━━ Supplied material ━━

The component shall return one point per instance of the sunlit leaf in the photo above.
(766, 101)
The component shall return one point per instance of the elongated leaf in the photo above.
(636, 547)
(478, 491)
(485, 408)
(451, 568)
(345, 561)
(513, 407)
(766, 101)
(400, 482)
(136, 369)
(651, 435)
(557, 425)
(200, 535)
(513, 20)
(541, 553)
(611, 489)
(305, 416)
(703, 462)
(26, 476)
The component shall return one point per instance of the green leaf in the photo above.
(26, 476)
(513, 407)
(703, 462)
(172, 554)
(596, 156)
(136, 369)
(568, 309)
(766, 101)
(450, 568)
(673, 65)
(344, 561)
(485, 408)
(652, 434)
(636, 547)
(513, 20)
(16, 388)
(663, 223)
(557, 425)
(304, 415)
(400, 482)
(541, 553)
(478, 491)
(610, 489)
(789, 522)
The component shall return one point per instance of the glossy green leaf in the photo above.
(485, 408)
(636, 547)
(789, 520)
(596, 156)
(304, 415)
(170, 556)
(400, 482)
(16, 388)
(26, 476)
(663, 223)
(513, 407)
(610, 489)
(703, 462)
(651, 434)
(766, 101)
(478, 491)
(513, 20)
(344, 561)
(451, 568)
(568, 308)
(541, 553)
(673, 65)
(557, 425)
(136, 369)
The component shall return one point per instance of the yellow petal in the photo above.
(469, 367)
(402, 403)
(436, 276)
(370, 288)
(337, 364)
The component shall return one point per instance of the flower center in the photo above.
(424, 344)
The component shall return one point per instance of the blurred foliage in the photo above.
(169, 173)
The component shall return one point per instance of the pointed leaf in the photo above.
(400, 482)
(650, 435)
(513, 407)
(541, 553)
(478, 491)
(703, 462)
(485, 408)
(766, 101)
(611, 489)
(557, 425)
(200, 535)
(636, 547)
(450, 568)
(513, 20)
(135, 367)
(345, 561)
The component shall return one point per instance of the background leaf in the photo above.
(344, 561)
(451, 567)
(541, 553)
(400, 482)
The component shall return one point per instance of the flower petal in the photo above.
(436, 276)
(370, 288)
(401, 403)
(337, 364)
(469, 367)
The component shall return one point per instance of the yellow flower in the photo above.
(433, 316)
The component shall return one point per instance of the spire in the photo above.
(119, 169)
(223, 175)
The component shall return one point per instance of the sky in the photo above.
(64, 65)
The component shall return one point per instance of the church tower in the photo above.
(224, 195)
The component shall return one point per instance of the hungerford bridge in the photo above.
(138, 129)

━━━

Instructions for the task:
Reproduce the material exactly, and keep every line as it is.

Finished exercise:
The component shall return one point per instance of the sunlit leaf in the photo above.
(766, 101)
The component shall return one point per instance of the elongated leaf in the photo above.
(636, 547)
(478, 491)
(485, 408)
(451, 568)
(345, 561)
(513, 407)
(766, 101)
(400, 482)
(136, 369)
(651, 435)
(557, 425)
(200, 535)
(513, 20)
(541, 553)
(611, 489)
(305, 416)
(703, 462)
(26, 476)
The component shall return one point per instance of the green leaf in the photo above.
(26, 476)
(513, 407)
(703, 462)
(172, 554)
(596, 156)
(136, 369)
(568, 309)
(766, 101)
(450, 568)
(673, 65)
(344, 561)
(485, 408)
(652, 434)
(636, 547)
(513, 20)
(16, 388)
(663, 223)
(557, 425)
(304, 415)
(400, 482)
(541, 553)
(478, 491)
(610, 489)
(789, 522)
The component shall return one point per instance of the glossy green leaf in the photo above.
(485, 408)
(636, 547)
(789, 520)
(596, 156)
(304, 415)
(170, 556)
(400, 482)
(16, 388)
(26, 476)
(663, 223)
(513, 407)
(610, 489)
(703, 462)
(651, 434)
(766, 101)
(478, 491)
(513, 20)
(344, 561)
(451, 568)
(568, 308)
(541, 553)
(673, 65)
(557, 425)
(136, 369)
The component shall return one point per instance of the yellow petal in the photo above.
(469, 367)
(402, 403)
(436, 276)
(370, 288)
(337, 364)
The component shall return one point per instance of the flower center in the photo above.
(424, 344)
The component shall return one point per instance of the blurred foliage in the photo above.
(169, 173)
The component shall return one point per instance of the pointed leaf in the photo above.
(400, 482)
(650, 435)
(513, 407)
(541, 553)
(478, 491)
(703, 462)
(485, 408)
(766, 101)
(611, 489)
(557, 425)
(200, 535)
(636, 547)
(450, 568)
(513, 20)
(135, 367)
(345, 561)
The component shall return one point per instance of the background leaf in the photo above.
(344, 561)
(451, 567)
(541, 553)
(400, 482)
The component shall return one point per instance of the flower petal in the photo above.
(436, 276)
(370, 288)
(401, 403)
(337, 364)
(469, 367)
The component shall return one point per instance of the yellow flower in the photo above.
(433, 316)
The component shall return one point per instance of the spire in the photo above.
(119, 169)
(223, 175)
The component shall return one point per instance of the sky in the photo above.
(64, 65)
The component shall return one point per instance of the church tower in the photo above.
(224, 195)
The component shall return one point per instance of the hungerford bridge in the photo above.
(138, 129)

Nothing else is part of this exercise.